List of tasks:
(a) Answer the following from the post on connective covers of based spaces, one line each, marked (i) to (iii):
(i) What kind of subcategory of spectra do n-connective spectra form?
(ii) Of which map does the asker propose taking the homotopy fiber to obtain the cover functor for based spaces?
(iii) What potential issue with that functor does the asker foresee?
(b) In the post on connective covers of based spaces, recast the paragraph beginning "I am wondering if the same holds unstably" as a short bulleted list that keeps its main facts.
(c) Proceed with the post on connective covers of based spaces, starting after its last sentence.

Text block:
---+---
Connective covers of based spaces

Question

I know that n-connective spectra form a coreflective subcategory of spectra. Namely, there is a n-connective cover functor $\tau_{>k}: Spectra\rightarrow Spectra^{n-connective}$ which has a fully faithful left adjoint. In particular, the counit gives a natural morphism $\tau_{>k}(E)\rightarrow E$ for each spectrum $E$.

I am wondering if the same holds unstably, for based spaces. Namely, I suspect that based n-connected spaces for a coreflective subcategory of based spaces $Space^*$, i.e. there is a n-connected cover functor $\tau_{>k}: Space^*\rightarrow Space^{*, n-connected}$ with a fully faithful left adjoint. I think the functor $\tau_{>n}$ can be obtained by taking the homotopy fiber of the unit $X \rightarrow \tau_{\le n} X$, where $\tau_{\le n}$ is the truncation functor $\tau_{\le n}: Space\rightarrow Space^{n-truncated}$, which is a localization. Is there a reference for this? (if it is true). I am specifically asking about the unstable case, as opposed to references for the case of spectra, which seems well-known. One potential issue I can foresee is that $\tau_{>n}$ may not be $n$-connected.
---+---
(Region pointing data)
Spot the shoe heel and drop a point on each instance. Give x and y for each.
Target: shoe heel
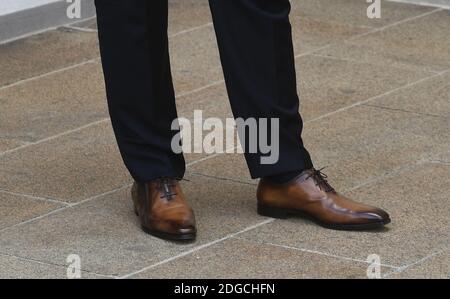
(272, 212)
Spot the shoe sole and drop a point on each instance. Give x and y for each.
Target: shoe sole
(280, 213)
(167, 236)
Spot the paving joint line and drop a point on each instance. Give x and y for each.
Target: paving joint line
(71, 205)
(44, 75)
(406, 20)
(195, 249)
(360, 103)
(179, 96)
(39, 198)
(227, 179)
(317, 253)
(404, 67)
(46, 263)
(406, 111)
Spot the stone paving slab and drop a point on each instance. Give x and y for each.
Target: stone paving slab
(436, 267)
(417, 199)
(15, 209)
(422, 43)
(354, 12)
(7, 144)
(53, 104)
(106, 234)
(357, 145)
(16, 268)
(70, 168)
(46, 52)
(241, 259)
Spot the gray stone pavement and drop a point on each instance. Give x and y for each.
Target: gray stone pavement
(375, 97)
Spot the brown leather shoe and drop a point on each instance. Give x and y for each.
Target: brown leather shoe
(163, 210)
(311, 196)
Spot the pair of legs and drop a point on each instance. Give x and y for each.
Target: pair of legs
(255, 42)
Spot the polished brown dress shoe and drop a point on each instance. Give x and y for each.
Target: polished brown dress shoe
(163, 210)
(311, 196)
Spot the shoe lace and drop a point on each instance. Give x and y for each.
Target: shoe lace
(166, 185)
(321, 180)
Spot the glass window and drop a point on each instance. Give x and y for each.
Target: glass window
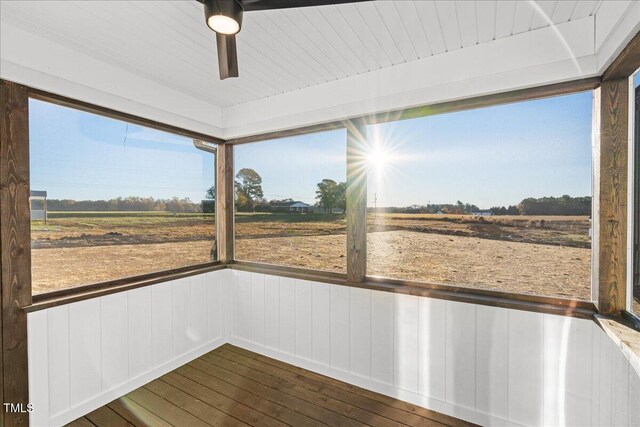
(110, 199)
(290, 201)
(497, 198)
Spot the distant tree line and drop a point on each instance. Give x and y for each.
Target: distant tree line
(459, 208)
(249, 196)
(126, 204)
(564, 205)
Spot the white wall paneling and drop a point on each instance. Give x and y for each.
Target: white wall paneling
(488, 365)
(85, 354)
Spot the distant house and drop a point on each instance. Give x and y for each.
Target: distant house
(320, 209)
(295, 206)
(482, 212)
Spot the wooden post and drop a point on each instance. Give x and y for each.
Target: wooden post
(356, 201)
(224, 204)
(613, 133)
(15, 249)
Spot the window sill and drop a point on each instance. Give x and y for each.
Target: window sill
(550, 305)
(624, 336)
(66, 296)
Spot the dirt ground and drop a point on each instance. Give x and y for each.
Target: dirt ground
(480, 263)
(60, 268)
(534, 255)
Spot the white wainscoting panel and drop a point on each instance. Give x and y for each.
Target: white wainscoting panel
(84, 354)
(488, 365)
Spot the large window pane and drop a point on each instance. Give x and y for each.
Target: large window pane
(290, 197)
(111, 199)
(496, 198)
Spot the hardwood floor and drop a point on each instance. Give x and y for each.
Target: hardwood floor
(234, 387)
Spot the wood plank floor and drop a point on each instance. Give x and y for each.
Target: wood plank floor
(234, 387)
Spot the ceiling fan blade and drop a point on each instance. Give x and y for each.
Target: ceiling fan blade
(249, 5)
(227, 55)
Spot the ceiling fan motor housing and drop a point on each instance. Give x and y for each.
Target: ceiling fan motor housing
(217, 12)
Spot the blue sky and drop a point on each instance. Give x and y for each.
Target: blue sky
(491, 156)
(82, 156)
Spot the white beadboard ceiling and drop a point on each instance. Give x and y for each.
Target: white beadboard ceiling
(167, 44)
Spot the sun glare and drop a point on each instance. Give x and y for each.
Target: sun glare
(378, 158)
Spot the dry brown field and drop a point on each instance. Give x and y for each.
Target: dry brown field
(533, 255)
---+---
Numbered responses:
(a)
(i) A coreflective subcategory.
(ii) The unit X → τ_{≤n} X, where τ_{≤n} is the truncation functor to n-truncated spaces.
(iii) τ_{>n} may not be n-connected.

(b)
- The asker wonders whether the result for spectra also holds unstably, for based spaces.
- The suspicion is that based n-connected spaces form a coreflective subcategory of based spaces. This means an n-connected cover functor exists and has a fully faithful left adjoint.
- The proposed construction of τ_{>n} is the homotopy fiber of the unit X → τ_{≤n} X. Here τ_{≤n} is the truncation functor to n-truncated spaces, which is a localization.
- The asker wants a reference for this, if it is true. The request is specifically for the unstable case, since the spectra case seems well known.
- One foreseen issue is that τ_{>n} may not be n-connected.

(c)
Note that to take the homotopy fiber functorially, we need to work with based spaces. Another reason that we need to work with based spaces is that unbased n-connected spaces do not have all colimits (for example, they do not have an initial object - see the discussion here Is there a homotopy theory of unbased simply connected spaces?). On the other hand, (an accessible) coreflective localization of a presentable category $Space^*$ would also be presentable and hence have all colimits.

Answer 1

Such a tower is usually called a Whitehead tower. More generally, there is the notion of a Moore-Postnikov factorization of a map $f: X \to Y$ of spaces: fixing an $n$, we can find a factorization $X \to M_n(f) \to Y$ such that $$ \begin{align*} \pi_k(X) \xrightarrow{\sim} \pi_k(M_n f)&\text{ for }k < n,\\ \pi_k(X) \twoheadrightarrow \pi_k(M_n f) \hookrightarrow \pi_k(Y)&\text{ for }k=n,\\ \pi_k(M_n f) \xrightarrow{\sim} \pi_k(Y)&\text{ for }k > n. \end{align*} $$ The Postnikov tower of $X$ is made up of Moore-Postnikov factorizations of $X \to \ast$, and the Whitehead tower of a pointed space $Y$ is made up of Moore-Postnikov factorizations of $\ast \to Y$. We can form $M_n f$ by attaching cells to $X$ of dimension at least $n+1$ to kill off the relative homotopy groups $\pi_k(f)$.

Moore gives a construction via simplicial sets in the paper "Semi-simplicial complexes and Postnikov systems". You can see this described in a way that is more explicitly functorial in May's "Simplicial objects in algebraic topology" (which I got from this answer).